Please summarize the forum thread on single women in Spain in two sentences.

Page extract

╔══

# Single Women in Spain



## EdieC (Aug 24, 2013)

I'm a retired, single woman of a certain age who is considering moving to Barcelona next spring. I'm planning on staying a year or so. Renting a flat would be my choice over buying a place. 
I would like to hear from any women who are 'living the dream' of moving to Spain on your own. Do you have any advice, tips? 
I'd appreciate hearing from any of you about your experiences, information, etc.
Thanks,
Edie


----------



## xabiaxica (Jun 23, 2009)

EdieC said:


> I'm a retired, single woman of a certain age who is considering moving to Barcelona next spring. I'm planning on staying a year or so. Renting a flat would be my choice over buying a place.
> I would like to hear from any women who are 'living the dream' of moving to Spain on your own. Do you have any advice, tips?
> I'd appreciate hearing from any of you about your experiences, information, etc.
> Thanks,
> Edie



there are a few women on this forum who have done just that - one just a few months ago, Expat Forum For People Moving Overseas And Living Abroad - View Profile: carolleb

take a look at her posts 

she was in a different position though, in that she is from the UK & didn't have visa issues

have you checked out the visa situation for a non-EU citizen?


----------



## EdieC (Aug 24, 2013)

Thanks xabiachica. I haven't checked out how to deal with the visa thing yet. I do know that I'm only allowed to stay 90 days and have thought that I'd (maybe) divide my time between Spain and France to keep ahead of the immigrates! Possible?

╚══

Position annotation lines
╔══

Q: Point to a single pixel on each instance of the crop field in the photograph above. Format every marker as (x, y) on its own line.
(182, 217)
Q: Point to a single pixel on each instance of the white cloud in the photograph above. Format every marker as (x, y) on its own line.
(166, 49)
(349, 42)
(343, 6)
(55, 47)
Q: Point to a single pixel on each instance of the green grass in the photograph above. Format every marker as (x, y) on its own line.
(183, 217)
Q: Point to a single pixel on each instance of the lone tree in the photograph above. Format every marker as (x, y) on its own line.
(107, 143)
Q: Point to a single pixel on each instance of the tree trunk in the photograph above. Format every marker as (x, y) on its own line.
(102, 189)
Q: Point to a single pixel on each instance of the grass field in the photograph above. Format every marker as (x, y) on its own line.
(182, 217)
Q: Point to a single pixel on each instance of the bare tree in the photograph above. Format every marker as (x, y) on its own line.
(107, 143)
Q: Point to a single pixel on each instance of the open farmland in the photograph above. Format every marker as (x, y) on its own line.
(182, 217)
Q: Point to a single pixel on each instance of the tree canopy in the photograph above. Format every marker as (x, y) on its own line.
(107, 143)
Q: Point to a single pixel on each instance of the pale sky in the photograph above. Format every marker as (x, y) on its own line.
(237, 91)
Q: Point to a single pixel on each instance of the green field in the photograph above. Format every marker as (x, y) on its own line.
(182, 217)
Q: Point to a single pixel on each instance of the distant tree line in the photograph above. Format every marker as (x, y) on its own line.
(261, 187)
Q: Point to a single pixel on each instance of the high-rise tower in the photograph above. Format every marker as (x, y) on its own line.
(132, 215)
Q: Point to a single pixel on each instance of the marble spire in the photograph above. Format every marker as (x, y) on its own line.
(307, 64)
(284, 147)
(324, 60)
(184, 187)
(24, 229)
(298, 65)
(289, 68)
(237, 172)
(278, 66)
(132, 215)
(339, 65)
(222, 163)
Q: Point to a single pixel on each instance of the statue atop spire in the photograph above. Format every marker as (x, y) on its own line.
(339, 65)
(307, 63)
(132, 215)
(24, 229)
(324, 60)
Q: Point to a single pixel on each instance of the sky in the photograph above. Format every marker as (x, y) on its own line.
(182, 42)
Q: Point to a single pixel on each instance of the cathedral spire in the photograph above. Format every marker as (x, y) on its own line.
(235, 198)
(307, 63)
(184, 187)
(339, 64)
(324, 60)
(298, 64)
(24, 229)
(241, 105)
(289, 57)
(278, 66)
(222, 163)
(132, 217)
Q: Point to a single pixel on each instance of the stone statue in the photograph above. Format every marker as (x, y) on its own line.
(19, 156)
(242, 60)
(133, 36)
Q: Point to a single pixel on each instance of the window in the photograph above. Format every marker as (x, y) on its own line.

╚══

Written response
EdieC, a retired single woman considering a move to Barcelona next spring for a year or so, would rather rent a flat than buy and asks women who have moved to Spain on their own for advice. xabiaxica points to the posts of carolleb, who is from the UK and had no visa issues, and asks about the visa situation for a non-EU citizen; EdieC replies that she hasn't checked it yet, knows she can stay only 90 days, and has thought of dividing her time between Spain and France.